__PROMPT__: Pick out every line in the records below that contains the word "shadow", and copy each one.
□ □ □ □ □ □ □
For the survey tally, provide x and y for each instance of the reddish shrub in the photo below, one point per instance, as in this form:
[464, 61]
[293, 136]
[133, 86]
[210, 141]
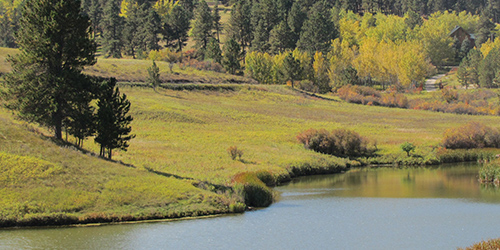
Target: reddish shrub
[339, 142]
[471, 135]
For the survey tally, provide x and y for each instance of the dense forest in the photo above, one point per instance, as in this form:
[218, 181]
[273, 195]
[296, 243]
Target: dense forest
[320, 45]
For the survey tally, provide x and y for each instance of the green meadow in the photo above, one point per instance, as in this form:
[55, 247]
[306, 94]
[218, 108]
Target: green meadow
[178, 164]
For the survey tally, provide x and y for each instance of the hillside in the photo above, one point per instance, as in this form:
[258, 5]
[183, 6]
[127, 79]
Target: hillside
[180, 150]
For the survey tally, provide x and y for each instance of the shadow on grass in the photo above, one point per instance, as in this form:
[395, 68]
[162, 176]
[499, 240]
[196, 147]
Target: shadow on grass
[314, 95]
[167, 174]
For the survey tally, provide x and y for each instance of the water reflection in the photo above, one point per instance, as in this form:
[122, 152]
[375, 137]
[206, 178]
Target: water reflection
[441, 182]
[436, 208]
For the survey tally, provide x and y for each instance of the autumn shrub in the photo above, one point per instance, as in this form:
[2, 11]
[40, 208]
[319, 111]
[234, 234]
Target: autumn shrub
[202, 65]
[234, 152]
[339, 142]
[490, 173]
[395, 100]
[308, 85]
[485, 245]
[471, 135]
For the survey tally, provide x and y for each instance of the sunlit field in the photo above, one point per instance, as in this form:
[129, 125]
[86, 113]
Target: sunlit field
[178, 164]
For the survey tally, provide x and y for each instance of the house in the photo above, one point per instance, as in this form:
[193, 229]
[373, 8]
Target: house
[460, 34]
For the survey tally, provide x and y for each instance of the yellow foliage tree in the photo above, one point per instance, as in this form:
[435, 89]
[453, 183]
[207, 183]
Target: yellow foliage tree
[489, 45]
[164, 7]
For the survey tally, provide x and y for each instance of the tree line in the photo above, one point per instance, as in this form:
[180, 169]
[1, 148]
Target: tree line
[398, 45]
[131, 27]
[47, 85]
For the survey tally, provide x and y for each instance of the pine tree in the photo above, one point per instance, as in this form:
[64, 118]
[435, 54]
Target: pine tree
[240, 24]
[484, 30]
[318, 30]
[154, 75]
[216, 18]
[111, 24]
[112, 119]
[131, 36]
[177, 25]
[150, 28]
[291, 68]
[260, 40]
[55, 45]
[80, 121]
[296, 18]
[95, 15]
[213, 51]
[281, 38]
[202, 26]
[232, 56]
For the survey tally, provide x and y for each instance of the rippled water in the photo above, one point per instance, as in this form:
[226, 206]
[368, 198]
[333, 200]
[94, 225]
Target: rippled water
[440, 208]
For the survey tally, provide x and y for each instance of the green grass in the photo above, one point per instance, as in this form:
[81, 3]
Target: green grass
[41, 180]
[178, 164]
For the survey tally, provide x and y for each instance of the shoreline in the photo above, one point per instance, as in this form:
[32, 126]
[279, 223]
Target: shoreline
□ □ □ □ □ □ □
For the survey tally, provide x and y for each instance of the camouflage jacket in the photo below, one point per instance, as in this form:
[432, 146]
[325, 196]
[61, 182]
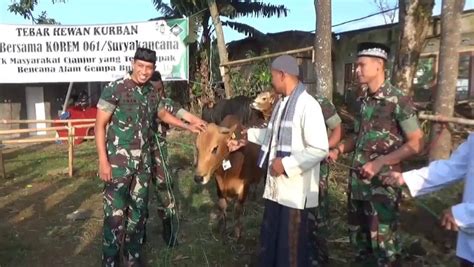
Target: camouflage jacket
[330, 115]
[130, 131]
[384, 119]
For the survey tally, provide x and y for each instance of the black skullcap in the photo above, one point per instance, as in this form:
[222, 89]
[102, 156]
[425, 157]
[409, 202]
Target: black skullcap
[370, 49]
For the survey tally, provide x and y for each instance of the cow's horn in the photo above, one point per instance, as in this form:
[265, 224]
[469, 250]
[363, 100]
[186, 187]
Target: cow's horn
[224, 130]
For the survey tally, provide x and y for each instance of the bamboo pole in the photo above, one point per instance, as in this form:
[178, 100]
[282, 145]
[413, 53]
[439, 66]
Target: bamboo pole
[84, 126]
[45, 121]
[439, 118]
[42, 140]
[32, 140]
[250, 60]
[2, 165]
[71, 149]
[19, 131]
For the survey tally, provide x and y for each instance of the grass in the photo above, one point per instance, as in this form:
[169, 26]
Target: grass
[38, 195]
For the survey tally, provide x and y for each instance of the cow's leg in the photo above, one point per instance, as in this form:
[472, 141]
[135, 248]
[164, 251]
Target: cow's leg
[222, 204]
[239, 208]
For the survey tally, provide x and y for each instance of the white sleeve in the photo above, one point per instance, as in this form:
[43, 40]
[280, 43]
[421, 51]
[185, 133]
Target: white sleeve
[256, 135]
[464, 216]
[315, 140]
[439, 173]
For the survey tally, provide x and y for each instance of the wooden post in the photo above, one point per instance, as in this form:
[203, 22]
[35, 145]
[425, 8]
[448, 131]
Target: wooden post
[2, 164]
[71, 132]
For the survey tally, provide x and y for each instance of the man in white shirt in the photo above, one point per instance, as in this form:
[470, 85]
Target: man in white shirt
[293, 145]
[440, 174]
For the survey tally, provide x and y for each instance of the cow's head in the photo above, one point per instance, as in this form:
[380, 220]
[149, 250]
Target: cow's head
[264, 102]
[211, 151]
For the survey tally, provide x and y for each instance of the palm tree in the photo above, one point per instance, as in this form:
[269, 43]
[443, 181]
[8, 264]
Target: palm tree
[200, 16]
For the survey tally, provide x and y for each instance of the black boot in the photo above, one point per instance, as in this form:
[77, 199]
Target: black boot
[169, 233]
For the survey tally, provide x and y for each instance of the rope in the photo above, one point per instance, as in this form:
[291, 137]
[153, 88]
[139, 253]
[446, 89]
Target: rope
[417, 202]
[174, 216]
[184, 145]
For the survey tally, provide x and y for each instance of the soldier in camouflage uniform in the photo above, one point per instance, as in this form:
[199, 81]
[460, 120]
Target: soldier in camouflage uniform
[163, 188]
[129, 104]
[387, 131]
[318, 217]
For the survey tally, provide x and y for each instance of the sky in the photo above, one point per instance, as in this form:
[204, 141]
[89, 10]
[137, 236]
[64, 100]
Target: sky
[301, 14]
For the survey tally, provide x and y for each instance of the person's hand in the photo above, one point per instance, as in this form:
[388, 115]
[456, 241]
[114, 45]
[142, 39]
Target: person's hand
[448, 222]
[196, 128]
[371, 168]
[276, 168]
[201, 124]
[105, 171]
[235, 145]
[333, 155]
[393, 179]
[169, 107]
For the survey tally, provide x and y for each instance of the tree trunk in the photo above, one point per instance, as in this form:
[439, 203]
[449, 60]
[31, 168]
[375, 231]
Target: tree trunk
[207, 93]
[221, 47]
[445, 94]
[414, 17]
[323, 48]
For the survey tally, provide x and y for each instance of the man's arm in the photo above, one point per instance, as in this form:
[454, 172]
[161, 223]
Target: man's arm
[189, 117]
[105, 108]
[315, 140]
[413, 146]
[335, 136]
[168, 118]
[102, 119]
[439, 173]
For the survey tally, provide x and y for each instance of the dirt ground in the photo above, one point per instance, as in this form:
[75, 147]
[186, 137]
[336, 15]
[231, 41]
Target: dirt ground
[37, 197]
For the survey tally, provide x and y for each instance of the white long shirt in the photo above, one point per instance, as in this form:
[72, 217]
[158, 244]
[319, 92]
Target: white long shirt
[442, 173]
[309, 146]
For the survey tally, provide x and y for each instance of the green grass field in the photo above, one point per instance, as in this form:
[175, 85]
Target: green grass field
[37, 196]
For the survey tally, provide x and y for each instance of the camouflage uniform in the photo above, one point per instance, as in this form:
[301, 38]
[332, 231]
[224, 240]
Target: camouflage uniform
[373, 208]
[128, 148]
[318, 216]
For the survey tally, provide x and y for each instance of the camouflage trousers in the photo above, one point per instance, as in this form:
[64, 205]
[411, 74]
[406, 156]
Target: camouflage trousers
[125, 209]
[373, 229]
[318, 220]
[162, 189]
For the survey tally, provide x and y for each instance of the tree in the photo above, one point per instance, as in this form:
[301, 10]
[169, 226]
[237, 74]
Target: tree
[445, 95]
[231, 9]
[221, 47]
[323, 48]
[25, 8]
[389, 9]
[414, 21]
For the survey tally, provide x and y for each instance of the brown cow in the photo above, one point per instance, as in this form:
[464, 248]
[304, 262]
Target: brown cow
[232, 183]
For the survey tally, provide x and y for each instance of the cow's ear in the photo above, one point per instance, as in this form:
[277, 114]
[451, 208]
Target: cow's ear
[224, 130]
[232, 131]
□ □ □ □ □ □ □
__OUTPUT__:
For the survey tally, provide x and y for each instance of the shadow on grass in the photo above, one point per instance, as in this form:
Target: shadow on grass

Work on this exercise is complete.